EXERCISE DIRECTIONS.
Go through the entries below and write each one out exactly.

Source data
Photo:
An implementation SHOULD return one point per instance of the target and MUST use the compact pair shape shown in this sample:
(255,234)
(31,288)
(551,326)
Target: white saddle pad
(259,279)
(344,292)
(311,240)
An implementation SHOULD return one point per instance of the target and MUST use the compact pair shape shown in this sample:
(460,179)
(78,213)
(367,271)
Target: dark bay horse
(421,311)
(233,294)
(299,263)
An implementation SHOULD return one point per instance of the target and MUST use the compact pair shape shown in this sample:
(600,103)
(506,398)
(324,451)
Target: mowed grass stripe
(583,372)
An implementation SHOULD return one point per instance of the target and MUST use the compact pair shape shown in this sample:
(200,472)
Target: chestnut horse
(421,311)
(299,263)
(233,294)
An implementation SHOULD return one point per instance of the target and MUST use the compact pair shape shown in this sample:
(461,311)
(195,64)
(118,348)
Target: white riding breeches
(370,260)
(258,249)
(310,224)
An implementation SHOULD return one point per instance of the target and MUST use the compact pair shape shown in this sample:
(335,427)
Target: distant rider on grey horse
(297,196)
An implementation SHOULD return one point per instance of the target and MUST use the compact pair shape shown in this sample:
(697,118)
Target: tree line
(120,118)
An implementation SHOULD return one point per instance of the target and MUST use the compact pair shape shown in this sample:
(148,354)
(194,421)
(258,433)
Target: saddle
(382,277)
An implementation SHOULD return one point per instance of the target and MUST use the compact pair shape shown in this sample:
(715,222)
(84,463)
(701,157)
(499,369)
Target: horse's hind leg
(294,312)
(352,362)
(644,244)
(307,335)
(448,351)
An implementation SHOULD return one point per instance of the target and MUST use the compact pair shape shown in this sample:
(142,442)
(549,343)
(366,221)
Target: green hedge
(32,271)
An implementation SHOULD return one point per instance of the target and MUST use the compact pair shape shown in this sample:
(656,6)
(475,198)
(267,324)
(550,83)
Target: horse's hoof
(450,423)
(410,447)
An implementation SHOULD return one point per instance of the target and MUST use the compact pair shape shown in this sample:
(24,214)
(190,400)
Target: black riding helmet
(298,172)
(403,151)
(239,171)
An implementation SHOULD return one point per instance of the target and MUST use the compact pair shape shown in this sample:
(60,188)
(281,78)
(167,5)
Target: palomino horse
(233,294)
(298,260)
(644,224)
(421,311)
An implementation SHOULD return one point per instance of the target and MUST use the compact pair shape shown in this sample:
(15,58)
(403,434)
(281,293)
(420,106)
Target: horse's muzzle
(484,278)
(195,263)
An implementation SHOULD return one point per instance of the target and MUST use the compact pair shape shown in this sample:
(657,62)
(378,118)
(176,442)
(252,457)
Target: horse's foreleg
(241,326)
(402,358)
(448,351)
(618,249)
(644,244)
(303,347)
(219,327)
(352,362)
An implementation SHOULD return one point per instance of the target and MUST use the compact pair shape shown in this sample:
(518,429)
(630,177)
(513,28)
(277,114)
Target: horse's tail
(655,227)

RESULT OF THIS EXERCISE.
Photo:
An implementation SHOULD return one point per instance of the target and MUST use the compact pair shape shown in this sample:
(255,234)
(31,288)
(551,326)
Target: white saddle pad
(259,279)
(344,292)
(311,240)
An implementation SHOULD return one point per instance of the target and MUST use the compact pair shape shown in this sample:
(460,179)
(78,213)
(367,271)
Target: dark bay horse
(421,311)
(233,294)
(299,263)
An implementation SHOULD return one point per instance of the target and MUST use the compact pair shape shown in this sample:
(600,103)
(506,398)
(324,451)
Target: mowed grass stripe
(583,372)
An implementation SHOULD return one point per instance of the target and MUST use the compact pair shape shown in this sample:
(200,472)
Target: chestnut horse
(421,311)
(299,263)
(233,294)
An implementation SHOULD return one point per instance of the target and MUST use the compact pair shape shown in this sample:
(461,311)
(195,64)
(118,348)
Target: white riding breeches
(370,260)
(258,249)
(310,224)
An implementation SHOULD return one point per instance of the target and MUST use the compact pair shape shown in this sample:
(335,427)
Target: distant rider on grey horse
(297,196)
An implementation SHOULD return one point per instance of the target and MUST use the compact pair shape shown in this sample:
(697,118)
Target: tree line
(120,118)
An implementation SHOULD return one point per instance of the target and MUST use the compact pair shape shown in this sample:
(148,354)
(194,421)
(258,433)
Target: saddle
(382,277)
An implementation SHOULD return one point per instance of the target and MUST use the compact pair shape shown in this sample:
(715,222)
(84,463)
(701,157)
(499,369)
Target: horse's hind leg
(294,312)
(352,362)
(644,244)
(307,335)
(448,351)
An implementation SHOULD return one point per instance of the target and MUST use the compact pair shape shown in this sample:
(142,442)
(549,343)
(366,221)
Target: green hedge
(32,271)
An implementation SHOULD return one point per instance of the target and MUST use the compact pair shape shown in this sample:
(656,6)
(475,198)
(267,324)
(550,83)
Target: horse's hoof
(450,423)
(410,447)
An implementation SHOULD return one point per instance of the target and MUST use the compact pair shape shown in this sample:
(24,214)
(190,400)
Target: black riding helmet
(298,172)
(403,151)
(239,171)
An implementation SHOULD return one point per instance of the target and MUST use the compact pair shape shown in this sample:
(60,188)
(281,78)
(167,5)
Target: palomino horse
(233,294)
(298,260)
(644,224)
(421,311)
An implementation SHOULD return one point per instance of the target and MUST use the compact pair shape shown in this sample:
(15,58)
(403,434)
(281,293)
(420,106)
Target: horse's muzzle
(484,278)
(195,263)
An implementation SHOULD return one point per instance of the target and MUST use the compact pair shape shown in this sample:
(657,62)
(378,118)
(176,442)
(252,457)
Target: horse's foreleg
(241,326)
(402,358)
(448,351)
(618,249)
(644,244)
(303,347)
(219,327)
(352,362)
An implementation SHOULD return one point per instance of the target and MUST use the compact pair shape shown in this sample:
(518,429)
(630,177)
(513,28)
(277,114)
Target: horse's tail
(655,227)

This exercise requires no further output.